Pasaje seleccionado:
——————

Pero quienes infringen estas cosas menores lo hacen sabiendo que nadie se va a
meter en el lío de todo el papeleo, que si algo salió mal, que si faltó un
impreso, un sello, que si ten cuidado que al final el marrón te cae a ti. Su
impulso de pasar por encima de los derechos de los demás se asienta sobre la
certeza de que el resto de la gente vamos a seguir intentando ser amables,
seguir manteniendo la ilusión de que vivimos en un mundo civilizado en el que
las convenciones y las normas son respetadas.
Encuentro mi
asiento, el 8B, y la compañera del 8A también va con calma seleccionando de su
equipaje qué dejar y qué sacar para el disfrute del viaje. Es como la teoría
esa de las ventanas rotas: cuando se quiebran consensos como la amabilidad
básica, el respeto a las normas, a veces no escritas, de la convivencia, se diluye
el pegamento que convierte la horda en sociedad. Esto es frágil, lo que hemos
construido en una pequeña parte, y heredado en una grande, es frágil, se puede
deshacer con un soplo. Dijo un tal Ewen Cameron que estamos a nueve comidas de
la anarquía. Muchas comidas me parecen.
Hace unos días nos
congregamos gentes de tribus distintas a conmemorar a un amigo que murió
durante la pandemia. Su recuerdo es un vector centrípeto. Nos une. Y nos une en
un sentido muy claro y muy práctico: alguien a quien él conoció, amó y respetó,
merece de entrada nuestra confianza y nuestra escucha. Cuando lo conocí se
estaba produciendo esa anomalía, muchas personas estaban empezando a confiar
unas en otras, a reconocerse como aliadas potenciales en un proceso inevitable
que habría de cambiarlo todo.

——————

Sección de datos:
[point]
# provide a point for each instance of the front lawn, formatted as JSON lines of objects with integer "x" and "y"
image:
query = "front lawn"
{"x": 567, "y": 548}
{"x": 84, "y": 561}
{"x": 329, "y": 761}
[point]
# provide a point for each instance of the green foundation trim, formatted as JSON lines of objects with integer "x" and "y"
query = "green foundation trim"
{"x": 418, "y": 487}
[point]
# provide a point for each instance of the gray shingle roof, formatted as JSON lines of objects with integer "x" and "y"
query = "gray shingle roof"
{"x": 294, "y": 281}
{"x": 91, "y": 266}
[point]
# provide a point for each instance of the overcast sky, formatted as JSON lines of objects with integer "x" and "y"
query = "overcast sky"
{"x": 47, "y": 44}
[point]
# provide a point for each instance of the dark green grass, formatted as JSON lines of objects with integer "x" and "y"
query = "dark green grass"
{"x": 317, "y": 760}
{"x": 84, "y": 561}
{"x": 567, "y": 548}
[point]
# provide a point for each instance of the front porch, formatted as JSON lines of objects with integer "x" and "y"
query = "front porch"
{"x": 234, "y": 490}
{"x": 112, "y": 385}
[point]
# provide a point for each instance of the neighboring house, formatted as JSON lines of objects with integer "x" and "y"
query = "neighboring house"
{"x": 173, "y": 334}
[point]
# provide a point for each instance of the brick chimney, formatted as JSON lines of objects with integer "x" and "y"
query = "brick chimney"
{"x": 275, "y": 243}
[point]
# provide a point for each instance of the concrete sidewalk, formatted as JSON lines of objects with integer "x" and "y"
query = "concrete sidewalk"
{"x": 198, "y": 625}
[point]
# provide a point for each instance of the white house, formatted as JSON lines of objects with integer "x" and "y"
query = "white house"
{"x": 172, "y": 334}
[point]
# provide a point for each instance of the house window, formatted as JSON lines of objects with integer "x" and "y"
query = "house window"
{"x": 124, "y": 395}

——————

Instrucciones:
**a)** Según el pasaje seleccionado, ¿a cuántas comidas de la anarquía estamos de acuerdo con la frase que se atribuye a Ewen Cameron?
**b)** Prosigue el pasaje sobre la fragilidad de la convivencia justo después de la frase final.
Las entradas provienen de una fuente distinta a la del pasaje seleccionado.

Respuestas:
**a)** A nueve comidas.

**b)**
Pero esto es
frágil, ya digo, y se rompe muy fácilmente. La desconfianza prende enseguida
como leñita menuda. Y sin esa confianza mutua ya no somos un pueblo, ni una
clase social, ni una generación, ni una mierda. Sin ese espíritu común somos
mercancía en manos de políticos, banqueros y gente así.
Y pudieron
romperlo. Supieron con paciencia, dinero, control de los medios, sobornos,
estrategias sistémicas basadas en la infalible mezquindad del ser humano,
restaurar la desconfianza entre las personas. Es como si, cuando se declaran
esos estados de gracia en una sociedad, hubiera que darse prisa, aprovecharlos
en la medida de lo posible para instaurar cambios profundos y resistentes en el
sentido común, antes de que la envidia, la maledicencia, la codicia y la
traición arraiguen en las fisuras del sueño colectivo. Es un instante que puede
cambiar el mundo. Casi nunca lo hace. Casi siempre empuja un poco la Historia
hacia adelante. Luego ya solo queda conspirar para que se vayan consolidando
otra vez redes de solidaridad, tejido social, complicidades entre barrios,
apostarlo todo a lo descabellado, a lo contracorriente, a lo mejor del ser
humano. Quizás nunca vuelva a ocurrir en la vida de una, pero es de lo que va
esto.
Estuve tocando en
unas fiestas en la caseta de un grupo político que estaba al lado de la caseta
de otro grupo político tremendamente afín. Un compañero tocaba en la caseta de
al lado después de mí. No hubo voluntad para que cuajara la idea sensata de
montar un escenario único, compartir material, colaborar tal vez. No pudo ser.
Así, el compañero y yo tocamos por separado. El día que nos fusilen juntos será
ya demasiado tarde para pillar el chiste.